--- TEXT SECTION ---
[Start of section]

16 Nov , 2021 By : Kanchan Joshi
Fortis reported a double-digit beat of Jefferies' Q2FY22 EBITDA estimate which was at the top of consensus. The hospitals business met expectations on both ARPOB and occupancy. It expects that coming quarters for the hospital are likely to be more promising with increasing occupancy rates and new bed additions.
Jefferies has upgraded its rating to Buy from Hold on Fortis Healthcare and has also raised its target price on the stock to Rs326 per share from Rs249 apiece earlier on increasing occupancy & capacity indicating strong growth and robust hospital outlook triggers its upgrade.
“We believe Fortis can deliver a 17% hospitals EBITDA jump in FY23 on increasing bed count & occupancy rates and healthy ARPOBs. Near-term growth prospects remain robust as over 1,000 beds become operational in the next 4 years and additions are evenly spread out over the coming years. Diagnostics presents additional upside potential which is not yet fully built in to our models," the note stated.

[End of section]

--- EXERCISES ---
1. Can you rewrite the paragraph of the Fortis article that begins "Jefferies has upgraded its rating" as a short list, keeping its main facts?
2. Answer these questions from the Fortis article:
(a) What date does the Fortis article carry?
(b) What jump in hospitals EBITDA does the note say Fortis can deliver in FY23?
(c) How many beds does the note say will become operational in the next 4 years?
3. Extend the Fortis article with a few sentences that pick up after its last sentence.
Nothing in the lines that follow is needed for working with the Fortis article.

--- INFORMATION GIVEN ---

[Start of section]

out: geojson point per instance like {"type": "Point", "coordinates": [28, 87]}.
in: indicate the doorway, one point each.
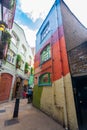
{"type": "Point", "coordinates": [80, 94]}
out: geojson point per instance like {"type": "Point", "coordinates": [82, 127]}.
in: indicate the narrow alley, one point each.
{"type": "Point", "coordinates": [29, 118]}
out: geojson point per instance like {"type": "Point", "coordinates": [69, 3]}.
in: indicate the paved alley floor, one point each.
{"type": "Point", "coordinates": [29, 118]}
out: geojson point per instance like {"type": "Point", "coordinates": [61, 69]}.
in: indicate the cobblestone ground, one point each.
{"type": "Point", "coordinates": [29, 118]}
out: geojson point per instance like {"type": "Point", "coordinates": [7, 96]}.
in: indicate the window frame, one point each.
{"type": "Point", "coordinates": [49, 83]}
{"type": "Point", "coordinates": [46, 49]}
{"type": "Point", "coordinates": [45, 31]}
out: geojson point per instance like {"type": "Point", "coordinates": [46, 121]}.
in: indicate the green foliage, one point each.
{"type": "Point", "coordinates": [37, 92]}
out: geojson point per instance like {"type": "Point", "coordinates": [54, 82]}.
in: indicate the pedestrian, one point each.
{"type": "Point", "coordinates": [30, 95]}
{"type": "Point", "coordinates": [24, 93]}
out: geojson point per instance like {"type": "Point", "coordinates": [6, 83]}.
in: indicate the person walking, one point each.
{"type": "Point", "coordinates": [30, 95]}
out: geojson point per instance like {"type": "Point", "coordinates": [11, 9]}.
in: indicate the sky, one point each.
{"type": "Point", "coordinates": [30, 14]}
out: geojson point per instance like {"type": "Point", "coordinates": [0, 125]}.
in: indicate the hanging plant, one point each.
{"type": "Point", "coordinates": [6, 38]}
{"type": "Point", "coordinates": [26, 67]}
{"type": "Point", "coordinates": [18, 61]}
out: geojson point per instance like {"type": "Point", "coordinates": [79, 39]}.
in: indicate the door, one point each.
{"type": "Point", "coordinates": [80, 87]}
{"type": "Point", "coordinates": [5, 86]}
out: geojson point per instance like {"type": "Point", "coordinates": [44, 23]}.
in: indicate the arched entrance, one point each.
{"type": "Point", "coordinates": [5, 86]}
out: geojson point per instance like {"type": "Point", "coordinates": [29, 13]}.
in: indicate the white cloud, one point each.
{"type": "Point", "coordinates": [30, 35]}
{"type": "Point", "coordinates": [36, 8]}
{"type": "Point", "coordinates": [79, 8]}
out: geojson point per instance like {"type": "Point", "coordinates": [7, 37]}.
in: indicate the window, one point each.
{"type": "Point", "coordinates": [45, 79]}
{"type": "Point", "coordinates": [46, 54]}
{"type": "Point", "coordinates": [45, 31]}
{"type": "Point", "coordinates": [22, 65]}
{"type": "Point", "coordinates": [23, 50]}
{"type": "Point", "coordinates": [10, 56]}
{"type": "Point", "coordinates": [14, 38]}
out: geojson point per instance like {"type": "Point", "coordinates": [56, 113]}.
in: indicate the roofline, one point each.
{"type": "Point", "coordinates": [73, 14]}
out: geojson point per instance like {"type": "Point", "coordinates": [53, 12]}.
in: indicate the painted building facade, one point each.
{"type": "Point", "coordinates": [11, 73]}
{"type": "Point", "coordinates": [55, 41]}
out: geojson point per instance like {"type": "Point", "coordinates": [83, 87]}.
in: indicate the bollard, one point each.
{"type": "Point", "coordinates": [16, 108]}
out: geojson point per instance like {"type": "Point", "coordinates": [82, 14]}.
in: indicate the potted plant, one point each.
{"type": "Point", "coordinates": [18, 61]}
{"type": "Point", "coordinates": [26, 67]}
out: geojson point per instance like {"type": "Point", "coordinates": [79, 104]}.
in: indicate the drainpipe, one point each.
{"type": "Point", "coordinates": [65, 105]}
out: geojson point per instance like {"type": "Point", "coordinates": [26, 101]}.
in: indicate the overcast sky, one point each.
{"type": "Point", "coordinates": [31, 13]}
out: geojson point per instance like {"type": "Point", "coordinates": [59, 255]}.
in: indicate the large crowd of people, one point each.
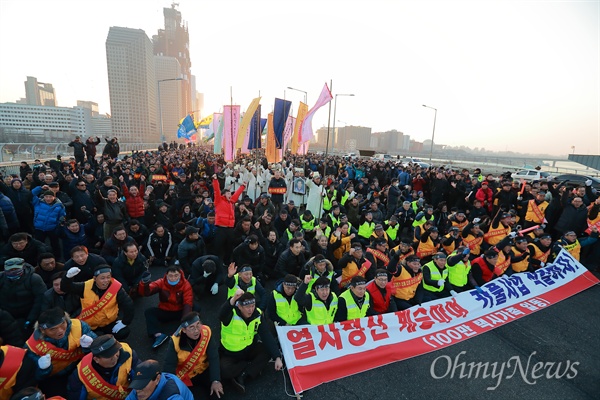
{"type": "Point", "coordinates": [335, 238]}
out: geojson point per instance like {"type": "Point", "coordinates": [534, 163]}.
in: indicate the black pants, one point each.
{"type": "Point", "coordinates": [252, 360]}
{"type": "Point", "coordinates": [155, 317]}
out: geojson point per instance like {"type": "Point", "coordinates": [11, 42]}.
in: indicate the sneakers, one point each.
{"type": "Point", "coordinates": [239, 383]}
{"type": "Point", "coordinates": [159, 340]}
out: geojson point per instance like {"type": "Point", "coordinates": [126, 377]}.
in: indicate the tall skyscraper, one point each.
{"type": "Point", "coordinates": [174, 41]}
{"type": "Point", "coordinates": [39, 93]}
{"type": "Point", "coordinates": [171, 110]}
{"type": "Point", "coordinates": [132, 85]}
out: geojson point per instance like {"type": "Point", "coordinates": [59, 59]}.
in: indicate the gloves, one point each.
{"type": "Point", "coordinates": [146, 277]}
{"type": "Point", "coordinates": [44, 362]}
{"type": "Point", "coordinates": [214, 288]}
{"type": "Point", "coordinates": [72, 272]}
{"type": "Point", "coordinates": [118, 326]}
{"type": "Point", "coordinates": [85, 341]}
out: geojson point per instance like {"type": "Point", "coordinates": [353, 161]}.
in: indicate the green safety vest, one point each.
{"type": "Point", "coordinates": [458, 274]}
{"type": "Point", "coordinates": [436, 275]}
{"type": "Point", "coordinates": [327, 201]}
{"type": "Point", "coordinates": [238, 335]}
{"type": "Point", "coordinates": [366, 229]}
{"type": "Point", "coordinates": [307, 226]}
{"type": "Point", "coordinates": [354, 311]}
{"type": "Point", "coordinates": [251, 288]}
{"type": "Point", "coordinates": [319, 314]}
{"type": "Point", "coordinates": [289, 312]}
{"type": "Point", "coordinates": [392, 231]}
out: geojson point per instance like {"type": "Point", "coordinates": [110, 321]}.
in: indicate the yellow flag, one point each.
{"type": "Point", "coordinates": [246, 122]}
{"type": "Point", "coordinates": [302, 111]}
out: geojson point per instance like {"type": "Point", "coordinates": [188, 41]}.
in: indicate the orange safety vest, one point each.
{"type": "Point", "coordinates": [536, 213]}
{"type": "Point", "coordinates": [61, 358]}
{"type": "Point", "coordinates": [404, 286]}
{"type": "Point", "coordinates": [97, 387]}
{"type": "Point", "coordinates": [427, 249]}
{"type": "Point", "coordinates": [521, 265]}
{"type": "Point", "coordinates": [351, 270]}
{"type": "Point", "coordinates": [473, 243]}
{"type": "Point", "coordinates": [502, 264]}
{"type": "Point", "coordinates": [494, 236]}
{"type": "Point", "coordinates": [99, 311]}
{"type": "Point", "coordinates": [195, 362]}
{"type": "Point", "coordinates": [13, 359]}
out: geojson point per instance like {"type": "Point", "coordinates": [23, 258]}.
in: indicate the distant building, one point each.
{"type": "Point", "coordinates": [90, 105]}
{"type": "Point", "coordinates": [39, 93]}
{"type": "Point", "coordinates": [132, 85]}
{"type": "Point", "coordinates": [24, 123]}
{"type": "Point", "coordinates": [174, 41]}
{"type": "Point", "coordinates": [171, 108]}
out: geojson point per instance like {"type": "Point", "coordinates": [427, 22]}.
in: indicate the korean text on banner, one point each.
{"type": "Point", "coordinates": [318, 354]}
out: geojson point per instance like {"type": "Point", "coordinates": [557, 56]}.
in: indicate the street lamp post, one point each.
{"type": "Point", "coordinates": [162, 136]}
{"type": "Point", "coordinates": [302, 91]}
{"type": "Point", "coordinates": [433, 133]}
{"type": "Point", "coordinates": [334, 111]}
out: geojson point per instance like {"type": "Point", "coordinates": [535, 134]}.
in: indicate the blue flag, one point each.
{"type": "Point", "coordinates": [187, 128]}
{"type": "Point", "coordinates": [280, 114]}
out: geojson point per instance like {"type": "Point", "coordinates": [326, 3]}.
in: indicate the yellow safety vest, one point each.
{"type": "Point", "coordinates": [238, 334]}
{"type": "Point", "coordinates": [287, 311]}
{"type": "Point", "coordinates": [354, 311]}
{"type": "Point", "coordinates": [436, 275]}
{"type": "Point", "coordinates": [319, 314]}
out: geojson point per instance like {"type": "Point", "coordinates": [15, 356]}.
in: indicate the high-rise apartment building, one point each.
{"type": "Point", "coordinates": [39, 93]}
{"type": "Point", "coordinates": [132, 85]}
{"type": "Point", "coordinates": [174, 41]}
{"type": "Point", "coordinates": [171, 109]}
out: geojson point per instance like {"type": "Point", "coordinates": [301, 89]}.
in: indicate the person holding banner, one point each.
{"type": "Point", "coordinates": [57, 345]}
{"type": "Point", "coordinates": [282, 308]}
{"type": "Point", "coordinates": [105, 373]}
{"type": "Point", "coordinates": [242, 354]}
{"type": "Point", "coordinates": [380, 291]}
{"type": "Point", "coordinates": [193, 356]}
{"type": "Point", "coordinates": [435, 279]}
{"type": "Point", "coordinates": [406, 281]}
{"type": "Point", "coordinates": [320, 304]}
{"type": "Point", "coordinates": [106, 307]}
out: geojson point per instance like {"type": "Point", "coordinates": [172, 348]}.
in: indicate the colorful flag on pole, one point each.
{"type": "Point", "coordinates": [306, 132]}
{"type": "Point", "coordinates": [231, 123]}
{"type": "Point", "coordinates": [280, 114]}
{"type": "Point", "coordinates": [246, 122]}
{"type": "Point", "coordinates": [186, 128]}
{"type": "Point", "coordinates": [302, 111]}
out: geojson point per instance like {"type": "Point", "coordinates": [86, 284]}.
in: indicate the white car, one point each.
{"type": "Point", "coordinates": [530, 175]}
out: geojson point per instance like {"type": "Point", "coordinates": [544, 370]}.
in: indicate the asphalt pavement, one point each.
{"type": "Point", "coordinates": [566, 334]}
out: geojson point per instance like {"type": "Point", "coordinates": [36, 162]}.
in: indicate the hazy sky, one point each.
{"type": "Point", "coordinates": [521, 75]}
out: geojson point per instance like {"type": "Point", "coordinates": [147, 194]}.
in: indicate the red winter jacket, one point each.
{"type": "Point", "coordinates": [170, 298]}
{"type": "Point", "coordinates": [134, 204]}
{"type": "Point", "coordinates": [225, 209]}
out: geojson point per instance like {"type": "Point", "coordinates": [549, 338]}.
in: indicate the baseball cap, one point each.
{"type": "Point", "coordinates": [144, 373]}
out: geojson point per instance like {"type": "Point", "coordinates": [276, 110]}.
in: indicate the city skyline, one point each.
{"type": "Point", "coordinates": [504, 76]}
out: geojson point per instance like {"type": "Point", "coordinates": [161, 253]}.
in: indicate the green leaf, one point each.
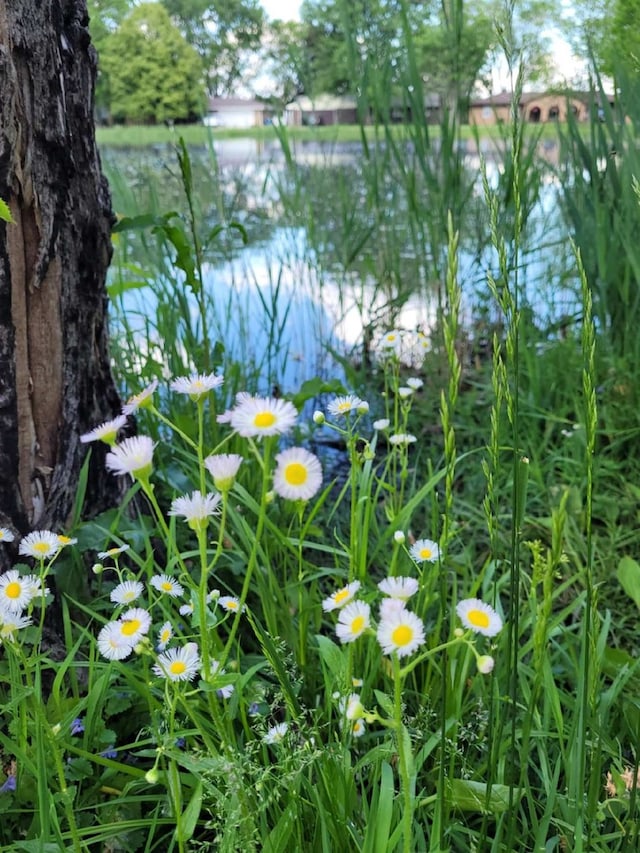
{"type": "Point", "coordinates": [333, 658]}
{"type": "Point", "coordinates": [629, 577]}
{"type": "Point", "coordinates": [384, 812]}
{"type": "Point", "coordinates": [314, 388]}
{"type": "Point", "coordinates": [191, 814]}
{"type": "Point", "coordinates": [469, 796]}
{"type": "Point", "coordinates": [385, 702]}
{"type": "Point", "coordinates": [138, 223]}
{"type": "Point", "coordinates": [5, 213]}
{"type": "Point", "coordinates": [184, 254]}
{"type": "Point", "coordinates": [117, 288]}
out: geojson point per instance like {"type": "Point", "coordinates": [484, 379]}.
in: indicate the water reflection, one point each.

[End of section]

--- YOUR RESPONSES ---
1.
- Jefferies upgraded Fortis Healthcare from Hold to Buy.
- It raised its target price on the stock to Rs326 per share from Rs249.
- Rising occupancy and capacity, pointing to strong growth and a robust hospital outlook, triggered the upgrade.

2.
(a) 16 Nov, 2021
(b) A 17% jump
(c) Over 1,000 beds

3.
Fortis' diagnostic volume remains volatile and continues to surprise positively. Lower Covid test volume reduced average price per test Q1 but a 9% increase in total test volume led to a 27.6% margin. Jefferies said it awaits steady state test volumes as management EBITDA guidance points towards slightly lower volume than current levels, though, believes a higher test volume base could provide further upside to its estimates.
During the earnings call, management guided towards an increasing occupancy rate in coming quarters. Fortis plans to add about 200 new beds by the end of this fiscal year and another 200-300 beds each year thereafter. Those at Jefferies also expect hospital profitability to sustain as higher occupancy brings operational leverage benefits.
As per BSE shareholding pattern, Indian veteran investor Rakesh Jhunjhunwala holds 4.23% stake in Fortis Healthcare Ltd as of September 2021.